# [DIRECTIONS FOR THIS TASK]
Reproduce every record below word for word, leaving out the pictures.
[BEGIN DATA]
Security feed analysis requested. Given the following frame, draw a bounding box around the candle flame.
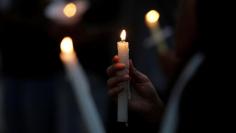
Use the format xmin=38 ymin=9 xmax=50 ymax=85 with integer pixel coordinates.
xmin=63 ymin=3 xmax=77 ymax=18
xmin=145 ymin=10 xmax=160 ymax=23
xmin=60 ymin=37 xmax=74 ymax=54
xmin=120 ymin=30 xmax=126 ymax=41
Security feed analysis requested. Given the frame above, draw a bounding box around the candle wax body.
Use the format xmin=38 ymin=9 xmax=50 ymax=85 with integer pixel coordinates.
xmin=117 ymin=41 xmax=130 ymax=122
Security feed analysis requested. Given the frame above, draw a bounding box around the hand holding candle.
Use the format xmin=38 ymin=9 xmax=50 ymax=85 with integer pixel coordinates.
xmin=117 ymin=30 xmax=130 ymax=123
xmin=145 ymin=10 xmax=168 ymax=53
xmin=60 ymin=37 xmax=105 ymax=133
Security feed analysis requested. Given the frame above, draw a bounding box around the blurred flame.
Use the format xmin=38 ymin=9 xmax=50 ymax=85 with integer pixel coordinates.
xmin=145 ymin=10 xmax=160 ymax=23
xmin=120 ymin=30 xmax=126 ymax=41
xmin=60 ymin=37 xmax=74 ymax=54
xmin=63 ymin=3 xmax=77 ymax=18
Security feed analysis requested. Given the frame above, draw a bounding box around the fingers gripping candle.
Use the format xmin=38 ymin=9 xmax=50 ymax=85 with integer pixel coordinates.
xmin=117 ymin=30 xmax=130 ymax=123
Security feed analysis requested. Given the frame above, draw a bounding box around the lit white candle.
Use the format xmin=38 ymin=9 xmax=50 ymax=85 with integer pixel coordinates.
xmin=117 ymin=30 xmax=130 ymax=123
xmin=145 ymin=10 xmax=168 ymax=52
xmin=60 ymin=37 xmax=105 ymax=133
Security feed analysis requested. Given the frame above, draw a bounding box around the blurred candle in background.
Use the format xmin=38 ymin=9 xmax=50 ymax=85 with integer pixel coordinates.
xmin=60 ymin=37 xmax=105 ymax=133
xmin=145 ymin=10 xmax=168 ymax=53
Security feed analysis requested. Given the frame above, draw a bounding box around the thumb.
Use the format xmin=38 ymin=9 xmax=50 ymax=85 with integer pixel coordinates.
xmin=129 ymin=60 xmax=149 ymax=83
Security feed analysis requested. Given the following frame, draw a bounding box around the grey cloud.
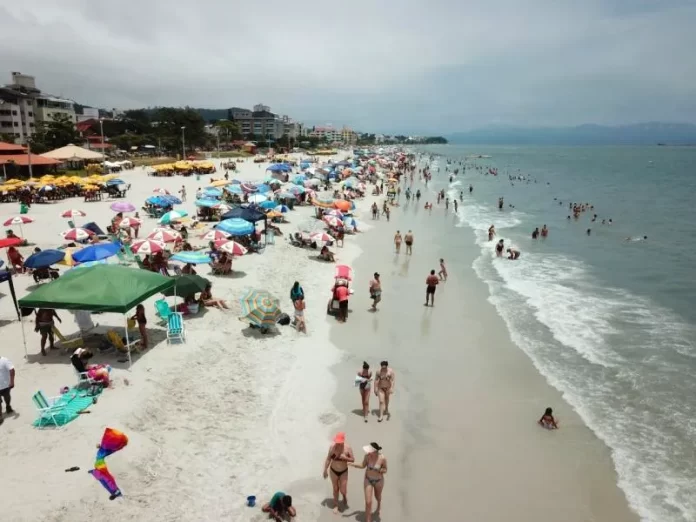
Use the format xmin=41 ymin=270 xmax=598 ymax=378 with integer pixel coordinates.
xmin=0 ymin=0 xmax=696 ymax=132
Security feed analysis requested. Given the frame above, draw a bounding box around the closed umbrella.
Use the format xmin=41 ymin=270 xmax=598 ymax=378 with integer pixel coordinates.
xmin=215 ymin=240 xmax=247 ymax=256
xmin=109 ymin=201 xmax=135 ymax=212
xmin=215 ymin=218 xmax=256 ymax=236
xmin=239 ymin=290 xmax=281 ymax=328
xmin=73 ymin=243 xmax=121 ymax=263
xmin=24 ymin=250 xmax=65 ymax=270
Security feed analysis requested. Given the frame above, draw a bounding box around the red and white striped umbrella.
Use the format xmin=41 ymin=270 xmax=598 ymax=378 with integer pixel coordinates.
xmin=215 ymin=240 xmax=247 ymax=256
xmin=60 ymin=228 xmax=94 ymax=241
xmin=3 ymin=216 xmax=34 ymax=227
xmin=201 ymin=229 xmax=230 ymax=242
xmin=118 ymin=217 xmax=143 ymax=228
xmin=60 ymin=208 xmax=87 ymax=219
xmin=324 ymin=216 xmax=343 ymax=228
xmin=131 ymin=239 xmax=164 ymax=256
xmin=309 ymin=232 xmax=334 ymax=243
xmin=147 ymin=228 xmax=181 ymax=243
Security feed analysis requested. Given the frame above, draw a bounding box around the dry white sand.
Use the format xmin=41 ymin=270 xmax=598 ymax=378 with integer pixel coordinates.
xmin=0 ymin=151 xmax=378 ymax=522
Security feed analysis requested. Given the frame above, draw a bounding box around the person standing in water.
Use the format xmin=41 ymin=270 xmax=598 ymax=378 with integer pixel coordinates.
[END DATA]
# [RESULT FOR THIS EXERCISE]
Security feed analysis requested. Given the following frame, draw a bounding box around the candle flame.
Use the format xmin=38 ymin=9 xmax=50 ymax=85 with integer pixel coordinates.
xmin=63 ymin=3 xmax=77 ymax=18
xmin=145 ymin=10 xmax=160 ymax=23
xmin=60 ymin=37 xmax=74 ymax=54
xmin=120 ymin=30 xmax=126 ymax=41
Security feed analysis requested. Given the frame above, draw a bounding box around the candle wax body.
Use the format xmin=38 ymin=9 xmax=50 ymax=85 with integer pixel coordinates.
xmin=117 ymin=41 xmax=130 ymax=122
Security feed analysis requested. Given the frame above, draw a bounding box around the hand holding candle.
Use the format xmin=38 ymin=9 xmax=50 ymax=85 with integer pixel coordinates.
xmin=117 ymin=30 xmax=130 ymax=123
xmin=145 ymin=10 xmax=168 ymax=53
xmin=60 ymin=37 xmax=105 ymax=133
Security feed analysis requested. Given the frame above, draw a bounding box around the blurred flame.
Use the format xmin=38 ymin=9 xmax=50 ymax=85 with integer pixel coordinates.
xmin=145 ymin=10 xmax=160 ymax=23
xmin=120 ymin=30 xmax=126 ymax=41
xmin=60 ymin=37 xmax=74 ymax=54
xmin=63 ymin=3 xmax=77 ymax=18
Security feed analysis requested. Given the frame above, draw a bounding box around the fingers gripping candle.
Use the format xmin=38 ymin=9 xmax=50 ymax=85 with integer pixel coordinates.
xmin=117 ymin=30 xmax=130 ymax=123
Security feed analysis requested. Given the frame above, draw a bounding box around the lit white candle.
Use the format xmin=38 ymin=9 xmax=50 ymax=85 with integer pixel coordinates.
xmin=117 ymin=30 xmax=130 ymax=123
xmin=145 ymin=10 xmax=168 ymax=52
xmin=60 ymin=37 xmax=105 ymax=133
Security feed analysis requested. Given the frame above, draw a bounding box around the blurred candle in background.
Use the format xmin=38 ymin=9 xmax=50 ymax=85 with integer pixel coordinates.
xmin=60 ymin=37 xmax=105 ymax=133
xmin=145 ymin=10 xmax=168 ymax=53
Security feed analysis requested. Given the frame above, draw a bounding box around the thumb.
Use the format xmin=38 ymin=9 xmax=50 ymax=85 with integer pixel coordinates.
xmin=129 ymin=60 xmax=149 ymax=83
Security feed analysis requested. Given the following frame, draw a bounding box around the grey cloud.
Use the format xmin=41 ymin=270 xmax=598 ymax=378 with integer pixel coordinates.
xmin=0 ymin=0 xmax=696 ymax=132
Security feed analysis requested. Given the frame above, draw a bounding box around the closed umbrella.
Use the format xmin=41 ymin=270 xmax=598 ymax=378 with integer pixel coordinates.
xmin=215 ymin=240 xmax=247 ymax=256
xmin=109 ymin=201 xmax=135 ymax=212
xmin=215 ymin=218 xmax=256 ymax=236
xmin=239 ymin=290 xmax=281 ymax=328
xmin=73 ymin=243 xmax=121 ymax=263
xmin=24 ymin=250 xmax=65 ymax=270
Security feed analysis requested. Given the frame above, draw a bounding box around the red and white striped umbrella.
Use the format xmin=41 ymin=270 xmax=598 ymax=378 with integer pixel coordinates.
xmin=215 ymin=240 xmax=247 ymax=256
xmin=60 ymin=228 xmax=94 ymax=241
xmin=3 ymin=216 xmax=34 ymax=227
xmin=201 ymin=229 xmax=230 ymax=242
xmin=118 ymin=217 xmax=143 ymax=228
xmin=60 ymin=208 xmax=87 ymax=219
xmin=324 ymin=216 xmax=343 ymax=228
xmin=131 ymin=239 xmax=164 ymax=256
xmin=309 ymin=232 xmax=334 ymax=243
xmin=147 ymin=228 xmax=181 ymax=243
Security feed analysis requested. Given the frame above, draw a bounding box around the dry white sand.
Use the format xmin=41 ymin=270 xmax=598 ymax=378 with integer pixel coordinates.
xmin=0 ymin=151 xmax=378 ymax=522
Security feed analysis requested. Given the frame above, draw a bounding box around the person standing in water.
Use the format xmin=41 ymin=270 xmax=598 ymax=378 with integer pixel coordinates.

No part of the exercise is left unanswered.